━━━━━ Data shown ━━━━━

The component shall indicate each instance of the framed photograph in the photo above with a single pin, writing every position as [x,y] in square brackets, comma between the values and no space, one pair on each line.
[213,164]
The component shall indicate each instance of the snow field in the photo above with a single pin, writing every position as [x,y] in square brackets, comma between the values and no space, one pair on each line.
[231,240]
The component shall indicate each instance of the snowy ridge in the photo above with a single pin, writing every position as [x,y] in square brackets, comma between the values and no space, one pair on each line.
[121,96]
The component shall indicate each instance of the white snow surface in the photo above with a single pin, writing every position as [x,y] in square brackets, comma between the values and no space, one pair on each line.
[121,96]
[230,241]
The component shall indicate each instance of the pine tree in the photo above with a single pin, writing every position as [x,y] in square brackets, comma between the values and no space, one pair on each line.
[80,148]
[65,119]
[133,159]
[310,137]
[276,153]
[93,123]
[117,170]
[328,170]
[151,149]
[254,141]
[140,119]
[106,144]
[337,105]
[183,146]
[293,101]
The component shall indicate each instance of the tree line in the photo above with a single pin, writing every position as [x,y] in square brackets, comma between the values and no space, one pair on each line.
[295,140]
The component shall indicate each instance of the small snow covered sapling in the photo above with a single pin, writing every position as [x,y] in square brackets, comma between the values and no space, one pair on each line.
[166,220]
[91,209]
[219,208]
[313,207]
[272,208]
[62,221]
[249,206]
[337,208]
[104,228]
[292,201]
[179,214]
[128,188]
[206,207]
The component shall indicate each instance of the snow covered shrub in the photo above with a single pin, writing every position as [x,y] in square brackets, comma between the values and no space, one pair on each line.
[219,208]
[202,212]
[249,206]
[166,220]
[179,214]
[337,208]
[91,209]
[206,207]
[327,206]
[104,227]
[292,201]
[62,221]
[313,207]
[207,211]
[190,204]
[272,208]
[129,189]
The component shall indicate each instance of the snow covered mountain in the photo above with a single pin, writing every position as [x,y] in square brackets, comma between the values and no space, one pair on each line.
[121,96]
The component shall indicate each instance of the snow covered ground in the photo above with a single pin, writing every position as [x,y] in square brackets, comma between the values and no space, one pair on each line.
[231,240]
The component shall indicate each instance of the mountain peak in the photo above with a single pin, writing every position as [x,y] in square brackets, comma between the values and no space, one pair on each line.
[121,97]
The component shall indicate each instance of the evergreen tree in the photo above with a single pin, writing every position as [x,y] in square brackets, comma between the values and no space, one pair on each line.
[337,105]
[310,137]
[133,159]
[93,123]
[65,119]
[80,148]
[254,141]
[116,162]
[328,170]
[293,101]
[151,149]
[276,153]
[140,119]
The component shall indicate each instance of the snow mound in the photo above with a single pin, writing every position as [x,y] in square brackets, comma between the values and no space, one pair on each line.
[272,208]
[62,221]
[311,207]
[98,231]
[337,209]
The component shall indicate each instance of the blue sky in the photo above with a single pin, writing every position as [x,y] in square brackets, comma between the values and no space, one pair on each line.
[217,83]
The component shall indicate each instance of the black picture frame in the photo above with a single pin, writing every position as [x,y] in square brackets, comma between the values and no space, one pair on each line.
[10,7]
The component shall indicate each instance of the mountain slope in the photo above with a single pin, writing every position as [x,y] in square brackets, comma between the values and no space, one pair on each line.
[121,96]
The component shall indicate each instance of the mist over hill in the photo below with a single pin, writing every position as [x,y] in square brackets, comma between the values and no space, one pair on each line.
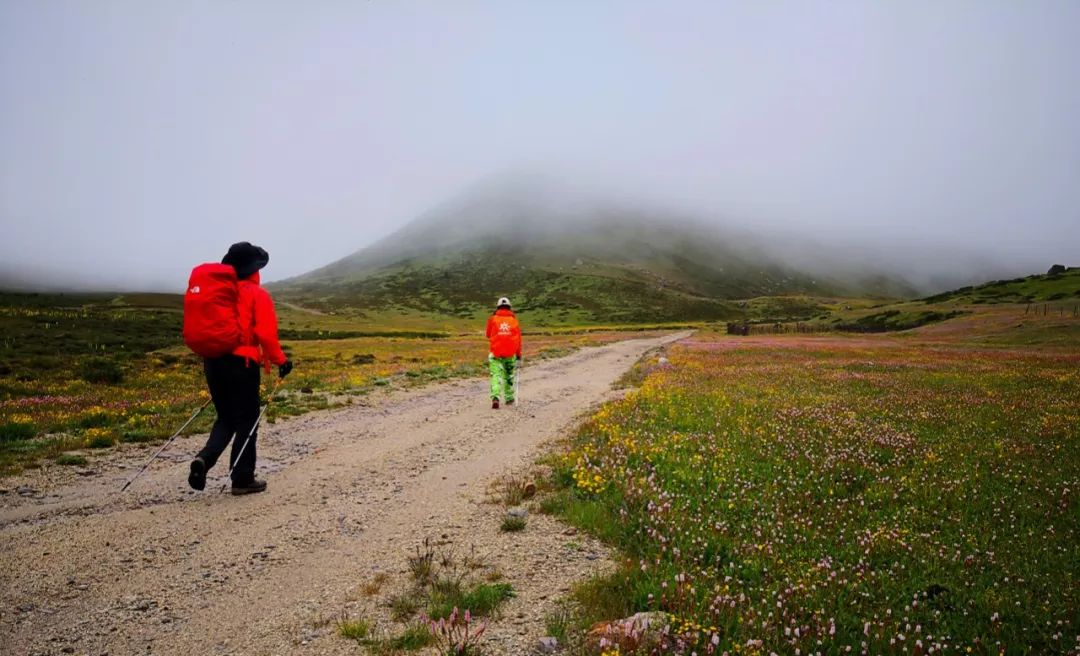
[576,256]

━━━━━

Print out all the material word for word but exclude any images.

Exercise output
The component shall indicate each instance of the framed photograph in the photo above with a single pin, writing every position as [x,y] in square brackets, comma between the values and no space, one pair on each line.
[213,164]
The component shall indicate each instance of the snow field in the photo above with a single pin, writing every position as [x,y] in square brackets, comma between the values and no space, one pair on each line.
[231,240]
The component shall indicate each instance of the snowy ridge in the photo above with a single pin, writing every position as [x,y] in square brackets, comma between the values and no space, one pair on each line.
[121,96]
The component shall indicate each instance of the white snow surface in the photo above with a single pin, writing every position as [x,y] in square brackets, comma between the values and no space, one pair on each line.
[121,96]
[230,241]
The component shall indicate each instance of the pine tree in the photo above with a single pin, writing every position as [x,y] in square brackets, comma between the values and no space, one pair on each line.
[80,148]
[65,119]
[133,159]
[310,137]
[276,153]
[93,123]
[117,170]
[328,170]
[151,149]
[254,141]
[140,119]
[106,144]
[337,105]
[183,146]
[293,101]
The component shall indicate each instance of the tree line in the photo above with a single pin, writing every position as [x,y] in square brackets, comma between the values and no space, one pair on each line.
[295,140]
The component shall indicate each instance of the small snow covered sapling in the photo above with a single pin, writing every position as [x,y] in square brackets, comma between the values and no space, one pair on each line.
[166,220]
[91,209]
[219,208]
[313,207]
[272,208]
[62,221]
[249,206]
[337,208]
[104,228]
[292,201]
[179,214]
[128,188]
[206,207]
The component shall indicate each instance of the snow covered shrub in the photo above with a single pin, writing every position as [x,y] in square brackets, comma between the values and no space, one pair on each line.
[219,208]
[202,212]
[249,206]
[166,220]
[179,214]
[337,208]
[91,209]
[206,207]
[327,206]
[104,227]
[292,201]
[62,221]
[313,207]
[207,211]
[190,204]
[272,208]
[129,189]
The component shall indicate each instance of the snow covered mountain in the photo above with a single pin, writing every position as [x,y] in square brackets, comma between the values and no space, one pair on each line.
[121,96]
The component shall indicate each instance of the snow covered ground in the photo above with a single pin, writing every position as [x,y] in square brackets, comma between the values and no space, one pair on each line.
[231,240]
The component shall indicate each instance of the mountain peak in the photo above with a single pin, writing every position as [x,y] in square brackets, comma between the values and no space, one pair on each line.
[121,97]
The component shall indicate each instance of the evergreen tree in the photo above with a single pin, writing every position as [x,y] in square brackets, comma between the values and no space, one pair on each line.
[337,105]
[310,137]
[133,159]
[93,123]
[65,119]
[80,148]
[254,141]
[116,162]
[328,170]
[293,101]
[151,149]
[276,153]
[140,119]
The component shall indicate each instance of the snow mound in the photo above with a single pin, writing every position as [x,y] in square brackets, comma between the values and no space, one pair on each line.
[272,208]
[62,221]
[311,207]
[98,231]
[337,209]
The component shall indicate each instance of the blue sky in the photo above with a single pin, writing every position as [x,y] in square brackets, comma between the values and no space, one pair on each line.
[217,83]
The component shall indicate each instance of the black picture frame in the photo above with a single pin, writing every position as [x,y] in square brackets, comma between the values and no space, one pair on each line.
[10,7]
The component shall indicate each instance of the mountain slope in the photo above with a single pin, writing every position as [x,y] in square brackets, comma between the values and no space, one pair on each line.
[121,96]
The component shall indicate each instance of the mist over hill in the photo below with a single pin, writing every position as [x,y] in square brackets, comma between the values and no space, one pair on each line.
[576,256]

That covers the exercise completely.